Task details: Tally the lines in the records below that contain the string "fence". Reply with only the number.

Records from a data source:
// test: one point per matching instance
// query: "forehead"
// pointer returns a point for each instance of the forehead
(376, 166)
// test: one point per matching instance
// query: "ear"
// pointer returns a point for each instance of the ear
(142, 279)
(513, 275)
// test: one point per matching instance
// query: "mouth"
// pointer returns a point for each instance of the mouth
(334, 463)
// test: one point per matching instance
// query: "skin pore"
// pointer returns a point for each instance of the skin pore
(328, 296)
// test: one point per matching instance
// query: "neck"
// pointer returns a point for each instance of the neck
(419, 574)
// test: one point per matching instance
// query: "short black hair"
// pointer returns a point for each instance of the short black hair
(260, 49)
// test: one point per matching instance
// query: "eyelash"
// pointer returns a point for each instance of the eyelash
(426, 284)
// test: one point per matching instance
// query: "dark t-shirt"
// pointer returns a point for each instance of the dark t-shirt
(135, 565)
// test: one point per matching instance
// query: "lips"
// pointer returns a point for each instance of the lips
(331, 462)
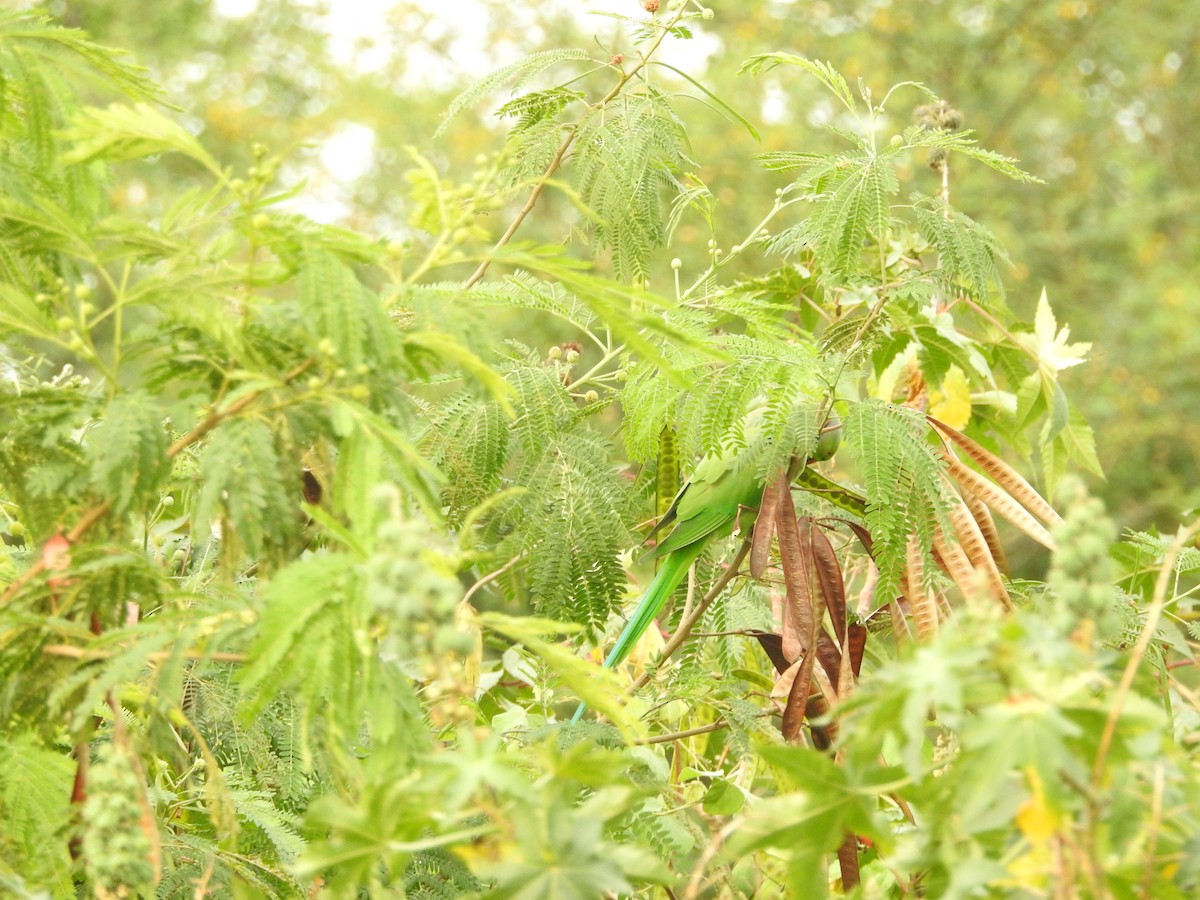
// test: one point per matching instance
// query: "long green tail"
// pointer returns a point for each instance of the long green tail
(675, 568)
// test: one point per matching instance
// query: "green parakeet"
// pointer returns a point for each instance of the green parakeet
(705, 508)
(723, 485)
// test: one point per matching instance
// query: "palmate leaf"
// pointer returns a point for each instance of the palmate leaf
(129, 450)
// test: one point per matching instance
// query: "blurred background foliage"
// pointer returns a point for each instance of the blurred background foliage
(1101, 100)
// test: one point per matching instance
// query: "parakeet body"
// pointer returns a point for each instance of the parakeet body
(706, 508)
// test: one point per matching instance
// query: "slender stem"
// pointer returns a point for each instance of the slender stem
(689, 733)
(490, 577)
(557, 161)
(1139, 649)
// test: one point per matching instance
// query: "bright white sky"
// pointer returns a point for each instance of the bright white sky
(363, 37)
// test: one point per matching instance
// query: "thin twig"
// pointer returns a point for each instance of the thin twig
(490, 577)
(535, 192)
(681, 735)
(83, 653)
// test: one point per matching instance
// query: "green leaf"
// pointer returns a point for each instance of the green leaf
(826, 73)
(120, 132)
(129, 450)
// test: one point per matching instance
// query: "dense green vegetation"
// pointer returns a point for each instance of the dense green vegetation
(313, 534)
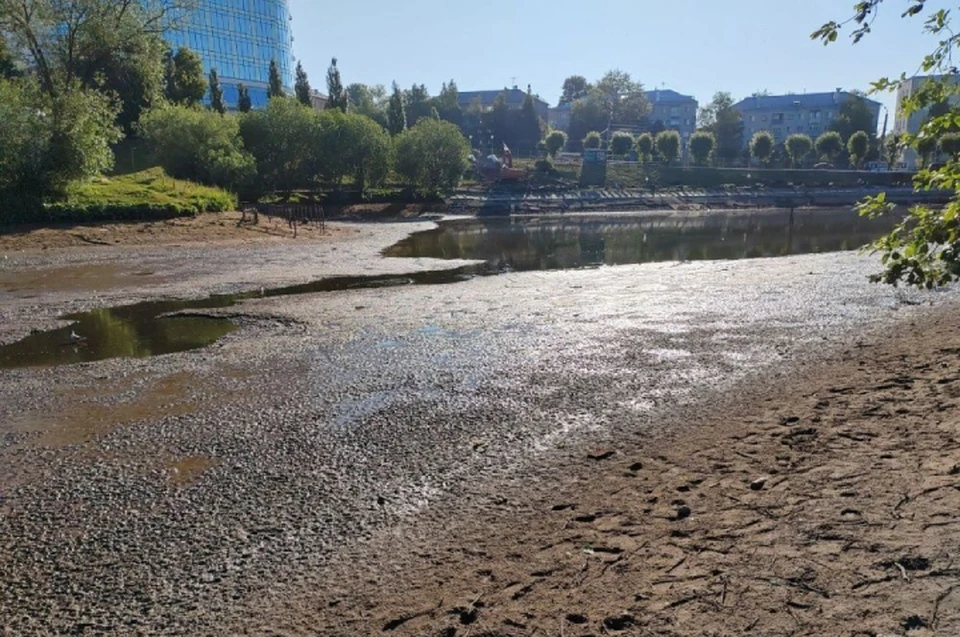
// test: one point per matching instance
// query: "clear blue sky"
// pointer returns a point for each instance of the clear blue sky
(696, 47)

...

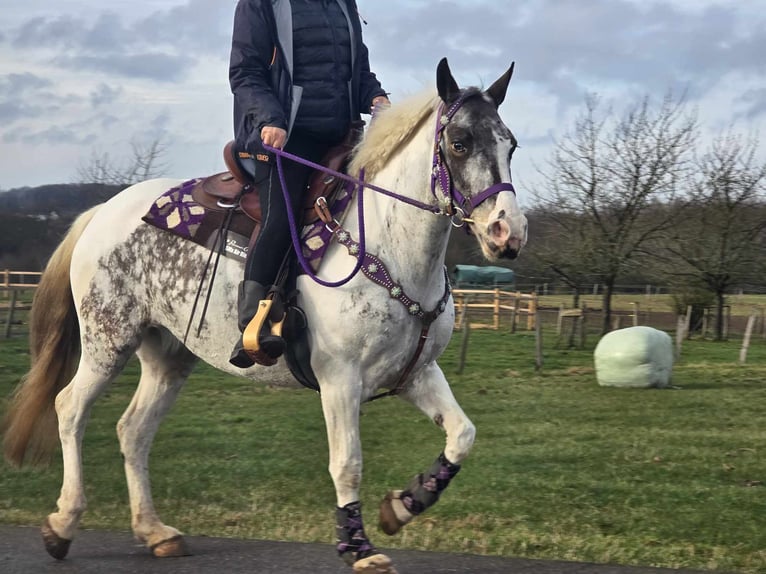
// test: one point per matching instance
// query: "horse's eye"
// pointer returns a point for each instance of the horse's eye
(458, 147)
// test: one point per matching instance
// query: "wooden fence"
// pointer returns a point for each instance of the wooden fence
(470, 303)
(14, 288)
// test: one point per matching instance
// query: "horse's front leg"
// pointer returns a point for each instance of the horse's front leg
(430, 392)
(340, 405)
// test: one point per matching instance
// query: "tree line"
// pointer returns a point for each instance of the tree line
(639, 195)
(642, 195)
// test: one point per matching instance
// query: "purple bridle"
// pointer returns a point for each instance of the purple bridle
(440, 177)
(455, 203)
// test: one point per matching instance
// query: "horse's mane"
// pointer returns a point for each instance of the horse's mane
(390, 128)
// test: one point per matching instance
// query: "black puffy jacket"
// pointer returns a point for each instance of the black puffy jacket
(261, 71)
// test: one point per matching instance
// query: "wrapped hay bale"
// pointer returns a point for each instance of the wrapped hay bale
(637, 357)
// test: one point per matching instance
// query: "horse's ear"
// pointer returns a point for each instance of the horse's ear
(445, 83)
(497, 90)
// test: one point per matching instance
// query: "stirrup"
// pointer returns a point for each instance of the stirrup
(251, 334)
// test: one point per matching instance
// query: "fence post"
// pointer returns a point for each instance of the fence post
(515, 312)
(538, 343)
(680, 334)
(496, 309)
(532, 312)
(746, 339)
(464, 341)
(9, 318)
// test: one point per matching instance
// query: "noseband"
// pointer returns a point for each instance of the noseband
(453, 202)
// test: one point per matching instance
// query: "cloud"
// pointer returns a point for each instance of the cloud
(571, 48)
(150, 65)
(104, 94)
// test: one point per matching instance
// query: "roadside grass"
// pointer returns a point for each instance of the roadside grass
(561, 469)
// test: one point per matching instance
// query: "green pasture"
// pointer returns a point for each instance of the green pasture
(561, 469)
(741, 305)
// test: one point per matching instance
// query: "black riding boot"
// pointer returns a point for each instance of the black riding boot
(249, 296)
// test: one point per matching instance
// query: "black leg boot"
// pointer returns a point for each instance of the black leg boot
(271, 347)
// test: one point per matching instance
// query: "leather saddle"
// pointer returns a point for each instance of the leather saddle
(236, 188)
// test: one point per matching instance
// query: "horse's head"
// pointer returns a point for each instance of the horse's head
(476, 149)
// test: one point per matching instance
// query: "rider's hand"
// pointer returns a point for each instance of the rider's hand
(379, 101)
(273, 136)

* * *

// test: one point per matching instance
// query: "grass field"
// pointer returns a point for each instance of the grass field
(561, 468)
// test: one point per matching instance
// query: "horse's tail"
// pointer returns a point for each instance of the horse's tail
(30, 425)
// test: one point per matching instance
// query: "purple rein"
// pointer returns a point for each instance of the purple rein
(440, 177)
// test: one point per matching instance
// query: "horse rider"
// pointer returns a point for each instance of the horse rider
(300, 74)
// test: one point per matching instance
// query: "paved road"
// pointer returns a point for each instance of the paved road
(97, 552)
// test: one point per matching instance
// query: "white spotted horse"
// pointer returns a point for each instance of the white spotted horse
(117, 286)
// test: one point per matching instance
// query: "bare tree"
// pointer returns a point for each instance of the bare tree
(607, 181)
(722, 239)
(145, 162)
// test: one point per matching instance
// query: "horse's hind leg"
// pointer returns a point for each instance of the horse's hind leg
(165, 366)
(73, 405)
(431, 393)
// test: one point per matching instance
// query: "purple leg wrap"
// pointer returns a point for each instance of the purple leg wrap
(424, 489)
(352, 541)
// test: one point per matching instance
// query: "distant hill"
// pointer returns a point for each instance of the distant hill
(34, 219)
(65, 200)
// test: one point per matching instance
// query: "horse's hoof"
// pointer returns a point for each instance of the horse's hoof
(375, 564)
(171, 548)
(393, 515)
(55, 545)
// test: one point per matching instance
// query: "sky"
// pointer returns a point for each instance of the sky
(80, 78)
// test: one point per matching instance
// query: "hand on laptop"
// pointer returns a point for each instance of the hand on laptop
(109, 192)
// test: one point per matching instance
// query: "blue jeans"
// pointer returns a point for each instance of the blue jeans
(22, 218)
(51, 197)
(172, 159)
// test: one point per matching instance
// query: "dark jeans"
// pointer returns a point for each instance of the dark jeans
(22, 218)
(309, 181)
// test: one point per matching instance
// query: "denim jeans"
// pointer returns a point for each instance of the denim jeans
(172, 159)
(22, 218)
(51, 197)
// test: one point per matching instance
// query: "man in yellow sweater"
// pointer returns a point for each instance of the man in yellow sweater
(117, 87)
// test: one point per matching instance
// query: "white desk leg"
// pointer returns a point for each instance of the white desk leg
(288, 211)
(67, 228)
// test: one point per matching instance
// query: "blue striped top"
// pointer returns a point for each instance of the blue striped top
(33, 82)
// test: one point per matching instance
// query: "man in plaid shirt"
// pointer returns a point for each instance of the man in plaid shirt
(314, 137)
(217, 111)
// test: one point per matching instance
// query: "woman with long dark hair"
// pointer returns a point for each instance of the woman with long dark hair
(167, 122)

Output of the task: 4